* EXERCISE *
Copy out every line below that contains the string "orange". Only matches with the same upper and lower case count.
────────────────
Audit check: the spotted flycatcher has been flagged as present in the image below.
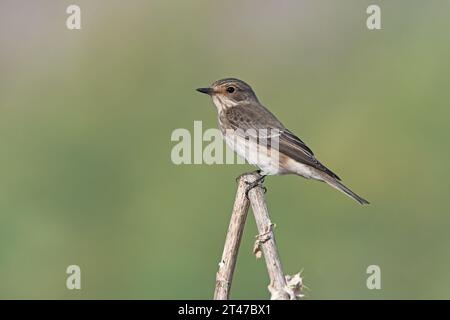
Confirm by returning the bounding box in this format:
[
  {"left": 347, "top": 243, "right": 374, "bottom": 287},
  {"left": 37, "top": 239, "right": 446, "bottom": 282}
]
[{"left": 197, "top": 78, "right": 369, "bottom": 204}]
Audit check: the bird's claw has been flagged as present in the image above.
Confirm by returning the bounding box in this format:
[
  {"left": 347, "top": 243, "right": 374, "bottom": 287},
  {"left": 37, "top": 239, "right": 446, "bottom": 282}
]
[
  {"left": 236, "top": 169, "right": 261, "bottom": 183},
  {"left": 245, "top": 176, "right": 267, "bottom": 198}
]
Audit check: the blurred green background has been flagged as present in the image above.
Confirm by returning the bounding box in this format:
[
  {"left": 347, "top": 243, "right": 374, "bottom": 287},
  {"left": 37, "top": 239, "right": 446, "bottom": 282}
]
[{"left": 0, "top": 0, "right": 450, "bottom": 299}]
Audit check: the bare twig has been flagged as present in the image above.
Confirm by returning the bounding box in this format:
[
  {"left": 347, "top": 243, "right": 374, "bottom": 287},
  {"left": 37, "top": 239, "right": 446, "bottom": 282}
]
[
  {"left": 214, "top": 177, "right": 250, "bottom": 300},
  {"left": 245, "top": 174, "right": 290, "bottom": 300},
  {"left": 214, "top": 173, "right": 303, "bottom": 300}
]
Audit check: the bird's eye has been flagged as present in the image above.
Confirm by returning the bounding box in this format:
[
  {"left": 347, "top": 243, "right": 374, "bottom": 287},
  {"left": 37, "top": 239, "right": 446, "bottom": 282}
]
[{"left": 227, "top": 87, "right": 234, "bottom": 93}]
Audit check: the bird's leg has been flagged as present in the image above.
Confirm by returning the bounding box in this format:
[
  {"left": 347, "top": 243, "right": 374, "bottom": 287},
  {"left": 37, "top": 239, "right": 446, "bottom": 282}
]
[
  {"left": 236, "top": 169, "right": 267, "bottom": 198},
  {"left": 236, "top": 169, "right": 261, "bottom": 182},
  {"left": 245, "top": 172, "right": 267, "bottom": 198}
]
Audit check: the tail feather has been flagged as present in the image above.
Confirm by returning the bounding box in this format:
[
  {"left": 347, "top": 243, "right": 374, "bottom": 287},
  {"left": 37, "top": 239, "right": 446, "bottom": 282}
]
[{"left": 324, "top": 176, "right": 369, "bottom": 205}]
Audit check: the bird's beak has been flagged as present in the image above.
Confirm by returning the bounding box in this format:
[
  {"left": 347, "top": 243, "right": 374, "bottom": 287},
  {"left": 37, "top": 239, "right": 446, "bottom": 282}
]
[{"left": 196, "top": 88, "right": 214, "bottom": 95}]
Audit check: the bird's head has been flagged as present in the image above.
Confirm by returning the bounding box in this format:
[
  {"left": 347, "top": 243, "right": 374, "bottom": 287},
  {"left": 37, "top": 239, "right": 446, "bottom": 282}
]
[{"left": 197, "top": 78, "right": 258, "bottom": 110}]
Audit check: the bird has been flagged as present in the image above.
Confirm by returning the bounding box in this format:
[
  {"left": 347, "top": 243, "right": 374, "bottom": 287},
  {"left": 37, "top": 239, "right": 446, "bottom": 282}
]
[{"left": 196, "top": 78, "right": 369, "bottom": 205}]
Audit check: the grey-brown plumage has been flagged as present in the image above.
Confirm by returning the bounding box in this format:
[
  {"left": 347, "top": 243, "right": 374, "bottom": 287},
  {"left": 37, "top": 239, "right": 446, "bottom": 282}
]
[{"left": 197, "top": 78, "right": 369, "bottom": 204}]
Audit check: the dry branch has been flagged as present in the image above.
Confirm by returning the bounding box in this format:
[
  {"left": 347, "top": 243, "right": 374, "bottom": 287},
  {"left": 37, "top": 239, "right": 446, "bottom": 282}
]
[
  {"left": 214, "top": 178, "right": 250, "bottom": 300},
  {"left": 214, "top": 173, "right": 303, "bottom": 300}
]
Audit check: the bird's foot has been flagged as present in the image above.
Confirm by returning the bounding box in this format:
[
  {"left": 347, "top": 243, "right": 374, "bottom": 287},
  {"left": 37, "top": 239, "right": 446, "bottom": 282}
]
[
  {"left": 236, "top": 169, "right": 261, "bottom": 182},
  {"left": 245, "top": 175, "right": 267, "bottom": 198}
]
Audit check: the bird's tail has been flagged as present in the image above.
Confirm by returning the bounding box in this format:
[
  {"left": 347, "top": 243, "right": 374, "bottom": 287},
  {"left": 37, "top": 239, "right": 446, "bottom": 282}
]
[{"left": 323, "top": 175, "right": 369, "bottom": 204}]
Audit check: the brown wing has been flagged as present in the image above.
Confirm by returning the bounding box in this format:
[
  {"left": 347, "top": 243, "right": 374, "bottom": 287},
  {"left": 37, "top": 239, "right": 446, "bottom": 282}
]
[{"left": 219, "top": 105, "right": 341, "bottom": 180}]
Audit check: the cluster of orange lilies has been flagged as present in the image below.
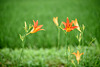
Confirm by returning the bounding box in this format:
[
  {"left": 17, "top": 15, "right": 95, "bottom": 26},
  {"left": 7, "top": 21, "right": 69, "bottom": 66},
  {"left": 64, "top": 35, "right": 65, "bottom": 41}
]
[
  {"left": 21, "top": 17, "right": 84, "bottom": 64},
  {"left": 53, "top": 17, "right": 84, "bottom": 64}
]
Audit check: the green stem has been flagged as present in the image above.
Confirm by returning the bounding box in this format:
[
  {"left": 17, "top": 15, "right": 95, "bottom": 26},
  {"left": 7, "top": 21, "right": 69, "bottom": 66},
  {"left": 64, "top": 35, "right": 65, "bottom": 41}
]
[
  {"left": 19, "top": 40, "right": 24, "bottom": 66},
  {"left": 58, "top": 27, "right": 60, "bottom": 49},
  {"left": 65, "top": 32, "right": 68, "bottom": 61}
]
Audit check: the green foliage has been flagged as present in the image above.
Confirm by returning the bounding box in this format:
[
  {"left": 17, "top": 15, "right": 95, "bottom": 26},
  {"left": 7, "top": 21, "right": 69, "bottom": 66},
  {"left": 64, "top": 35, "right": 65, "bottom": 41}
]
[
  {"left": 0, "top": 0, "right": 100, "bottom": 48},
  {"left": 0, "top": 46, "right": 100, "bottom": 67}
]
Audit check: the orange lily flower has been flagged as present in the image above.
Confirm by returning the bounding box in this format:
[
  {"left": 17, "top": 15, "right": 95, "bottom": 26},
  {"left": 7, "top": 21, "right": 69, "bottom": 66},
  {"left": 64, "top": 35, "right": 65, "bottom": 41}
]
[
  {"left": 72, "top": 50, "right": 84, "bottom": 64},
  {"left": 53, "top": 17, "right": 59, "bottom": 26},
  {"left": 73, "top": 19, "right": 81, "bottom": 32},
  {"left": 62, "top": 17, "right": 78, "bottom": 32},
  {"left": 30, "top": 20, "right": 44, "bottom": 33}
]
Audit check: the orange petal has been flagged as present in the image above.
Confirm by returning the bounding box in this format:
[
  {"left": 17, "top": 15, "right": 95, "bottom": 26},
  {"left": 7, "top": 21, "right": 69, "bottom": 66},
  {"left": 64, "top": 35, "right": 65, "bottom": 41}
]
[
  {"left": 62, "top": 22, "right": 66, "bottom": 27},
  {"left": 53, "top": 17, "right": 59, "bottom": 26},
  {"left": 63, "top": 28, "right": 66, "bottom": 30}
]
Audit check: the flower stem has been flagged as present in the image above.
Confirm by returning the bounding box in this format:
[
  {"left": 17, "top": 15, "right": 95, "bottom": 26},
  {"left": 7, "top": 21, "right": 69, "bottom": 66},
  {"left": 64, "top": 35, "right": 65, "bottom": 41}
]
[
  {"left": 58, "top": 27, "right": 60, "bottom": 49},
  {"left": 65, "top": 32, "right": 68, "bottom": 61},
  {"left": 19, "top": 40, "right": 24, "bottom": 65}
]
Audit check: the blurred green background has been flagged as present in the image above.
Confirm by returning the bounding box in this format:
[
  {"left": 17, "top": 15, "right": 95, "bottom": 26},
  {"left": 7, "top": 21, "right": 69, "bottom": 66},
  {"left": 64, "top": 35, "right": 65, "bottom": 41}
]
[{"left": 0, "top": 0, "right": 100, "bottom": 48}]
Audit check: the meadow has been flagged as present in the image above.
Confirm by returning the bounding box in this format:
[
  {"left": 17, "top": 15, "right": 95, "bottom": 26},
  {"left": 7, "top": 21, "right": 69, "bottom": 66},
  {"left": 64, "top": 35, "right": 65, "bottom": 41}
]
[{"left": 0, "top": 0, "right": 100, "bottom": 67}]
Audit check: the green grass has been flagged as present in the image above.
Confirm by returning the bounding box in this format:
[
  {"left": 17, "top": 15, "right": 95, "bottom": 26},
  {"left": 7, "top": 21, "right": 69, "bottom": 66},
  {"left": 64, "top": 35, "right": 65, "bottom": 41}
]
[
  {"left": 0, "top": 0, "right": 100, "bottom": 67},
  {"left": 0, "top": 45, "right": 100, "bottom": 67},
  {"left": 0, "top": 0, "right": 100, "bottom": 48}
]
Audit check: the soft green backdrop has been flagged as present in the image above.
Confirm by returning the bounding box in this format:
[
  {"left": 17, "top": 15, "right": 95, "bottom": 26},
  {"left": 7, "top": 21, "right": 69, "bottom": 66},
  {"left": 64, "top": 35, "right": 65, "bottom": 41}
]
[{"left": 0, "top": 0, "right": 100, "bottom": 48}]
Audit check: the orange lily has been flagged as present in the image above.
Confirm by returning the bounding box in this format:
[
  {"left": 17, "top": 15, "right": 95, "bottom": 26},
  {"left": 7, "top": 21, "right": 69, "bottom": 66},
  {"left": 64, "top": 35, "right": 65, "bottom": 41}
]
[
  {"left": 30, "top": 20, "right": 44, "bottom": 33},
  {"left": 53, "top": 17, "right": 59, "bottom": 26},
  {"left": 62, "top": 17, "right": 78, "bottom": 32},
  {"left": 72, "top": 50, "right": 84, "bottom": 64},
  {"left": 73, "top": 19, "right": 81, "bottom": 32}
]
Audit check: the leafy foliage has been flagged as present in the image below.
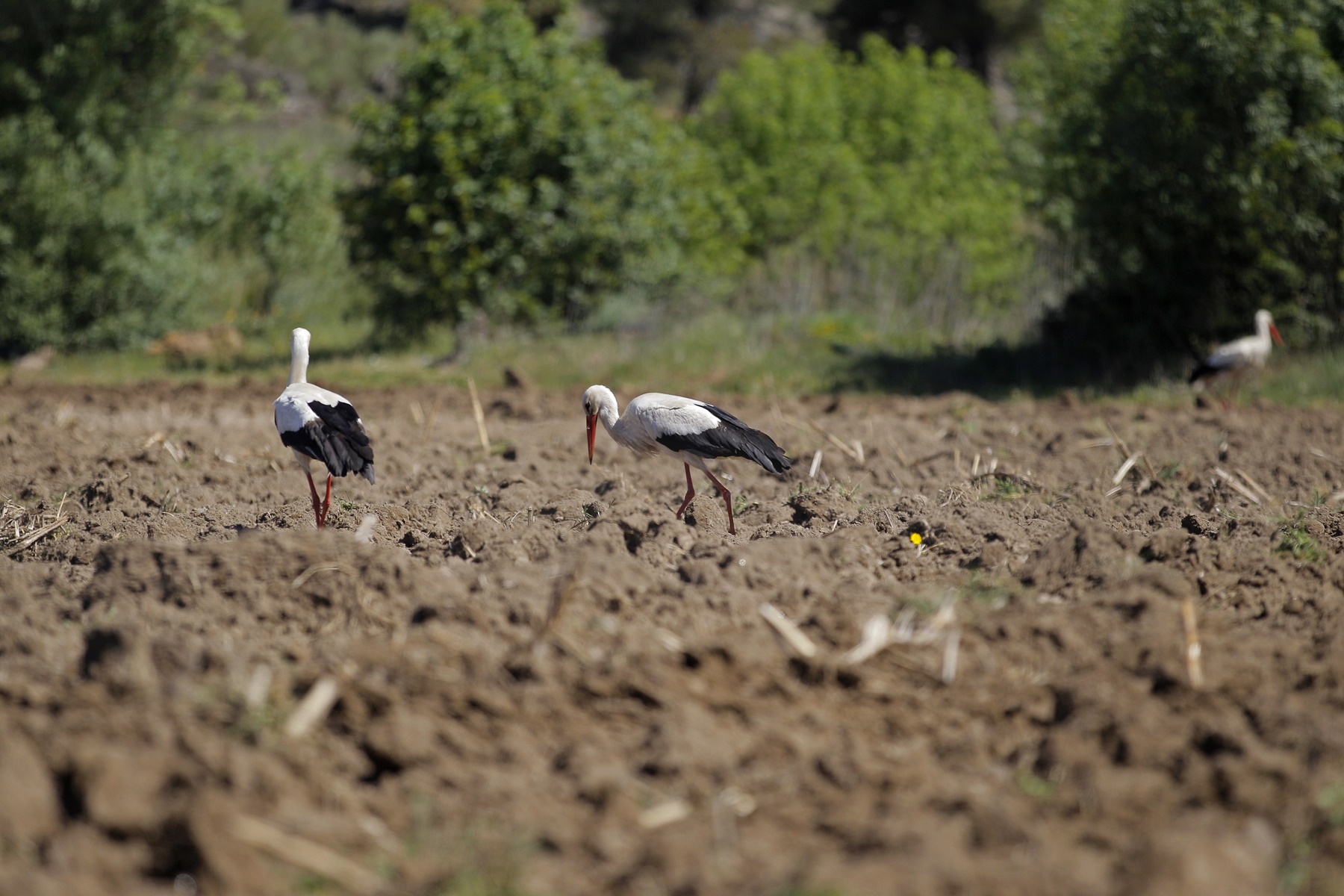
────────────────
* SOLUTION *
Audit check: the cluster of orange lilies has been flagged as present in the image below.
Audit check: the orange lily flower has been flagged as present in the image above.
Audit check: the orange petal has been flagged as present in the image above.
Audit check: the orange lily has been flagged as present in the image above.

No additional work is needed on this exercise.